▶ Text excerpt
==================================================
Posted by ayuda on January 10, 2003, at 12:03:38

In reply to Lexapro worked but still sad sometimes, posted by bozeman on January 9, 2003, at 23:27:43

bozeman --

I did about the same thing as you. As a child, I was put on tranquilizers for my anxiety, but didn't ever get a "diagnosis" of depression until the time in college that I didn't sleep for a month. I was sent to a psychiatrist, but I discounted the doctor's diagnosis -- it didn't make sense to me, I didn't FEEL depressed, I felt like a nutcase, which was different to me (now I think it was mostly anxiety, exacerbated by stress). He put me on a tricyclic, and like you, after I was sleeping fine again, I went off it.

I wasn't until 15 years later that I permitted a doctor to treat me for depression. In the meantime, my mom, a nurse, suggested repeatedly that I try Prozac, and I also stubbornly refused, saying that I didn't want to be dependent on drugs and could handle my problems my way.
==================================================
▶ Assigned task
Please transcribe the forum post from "I wasn't until" to "problems my way.". These records come from a different source than the forum post.

Items from a data source:
==================================================
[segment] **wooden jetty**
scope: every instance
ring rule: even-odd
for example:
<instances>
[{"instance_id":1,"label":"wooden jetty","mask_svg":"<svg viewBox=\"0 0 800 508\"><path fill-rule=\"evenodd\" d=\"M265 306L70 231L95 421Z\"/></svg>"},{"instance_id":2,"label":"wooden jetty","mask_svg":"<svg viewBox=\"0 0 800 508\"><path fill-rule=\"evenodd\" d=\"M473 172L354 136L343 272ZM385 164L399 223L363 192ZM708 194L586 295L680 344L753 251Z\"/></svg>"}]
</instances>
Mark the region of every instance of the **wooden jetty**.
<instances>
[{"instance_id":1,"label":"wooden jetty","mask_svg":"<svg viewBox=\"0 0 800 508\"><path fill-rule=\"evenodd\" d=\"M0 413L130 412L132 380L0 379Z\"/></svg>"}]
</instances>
==================================================
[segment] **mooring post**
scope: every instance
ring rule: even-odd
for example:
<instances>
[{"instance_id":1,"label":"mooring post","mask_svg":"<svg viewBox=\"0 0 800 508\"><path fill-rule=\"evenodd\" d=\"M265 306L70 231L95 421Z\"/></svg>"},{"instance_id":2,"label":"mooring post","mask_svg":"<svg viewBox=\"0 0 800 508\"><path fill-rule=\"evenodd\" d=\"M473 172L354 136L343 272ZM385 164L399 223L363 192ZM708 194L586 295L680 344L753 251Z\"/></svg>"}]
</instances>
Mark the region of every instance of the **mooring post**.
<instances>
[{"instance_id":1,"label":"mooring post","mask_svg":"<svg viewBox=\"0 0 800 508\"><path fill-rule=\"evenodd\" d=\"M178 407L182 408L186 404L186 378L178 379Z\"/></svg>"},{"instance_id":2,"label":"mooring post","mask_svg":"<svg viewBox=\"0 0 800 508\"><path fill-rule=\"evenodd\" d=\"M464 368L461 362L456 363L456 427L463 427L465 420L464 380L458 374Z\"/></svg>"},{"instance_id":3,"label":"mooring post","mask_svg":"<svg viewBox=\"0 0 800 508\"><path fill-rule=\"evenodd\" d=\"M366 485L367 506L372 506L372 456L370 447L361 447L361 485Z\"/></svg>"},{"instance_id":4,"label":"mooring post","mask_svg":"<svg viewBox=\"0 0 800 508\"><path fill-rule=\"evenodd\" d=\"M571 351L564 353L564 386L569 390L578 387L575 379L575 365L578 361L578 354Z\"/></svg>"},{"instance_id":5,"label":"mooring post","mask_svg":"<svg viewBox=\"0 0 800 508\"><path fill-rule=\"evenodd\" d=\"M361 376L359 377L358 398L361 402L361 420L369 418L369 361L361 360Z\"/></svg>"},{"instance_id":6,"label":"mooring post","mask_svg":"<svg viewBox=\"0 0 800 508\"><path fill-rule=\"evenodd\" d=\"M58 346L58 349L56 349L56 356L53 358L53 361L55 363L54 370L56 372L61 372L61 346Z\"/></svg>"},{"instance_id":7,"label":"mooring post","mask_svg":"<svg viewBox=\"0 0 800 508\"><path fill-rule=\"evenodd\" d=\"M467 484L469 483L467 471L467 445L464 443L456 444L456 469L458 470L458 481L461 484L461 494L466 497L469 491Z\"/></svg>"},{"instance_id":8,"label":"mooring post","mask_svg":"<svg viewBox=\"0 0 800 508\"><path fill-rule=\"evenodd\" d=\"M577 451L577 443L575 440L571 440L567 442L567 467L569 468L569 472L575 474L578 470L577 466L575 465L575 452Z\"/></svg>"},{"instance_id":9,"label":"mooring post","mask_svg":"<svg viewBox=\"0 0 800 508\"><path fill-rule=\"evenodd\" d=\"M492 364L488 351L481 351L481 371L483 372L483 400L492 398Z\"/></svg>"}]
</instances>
==================================================
▶ Answer section
I wasn't until 15 years later that I permitted a doctor to treat me for depression. In the meantime, my mom, a nurse, suggested repeatedly that I try Prozac, and I also stubbornly refused, saying that I didn't want to be dependent on drugs and could handle my problems my way.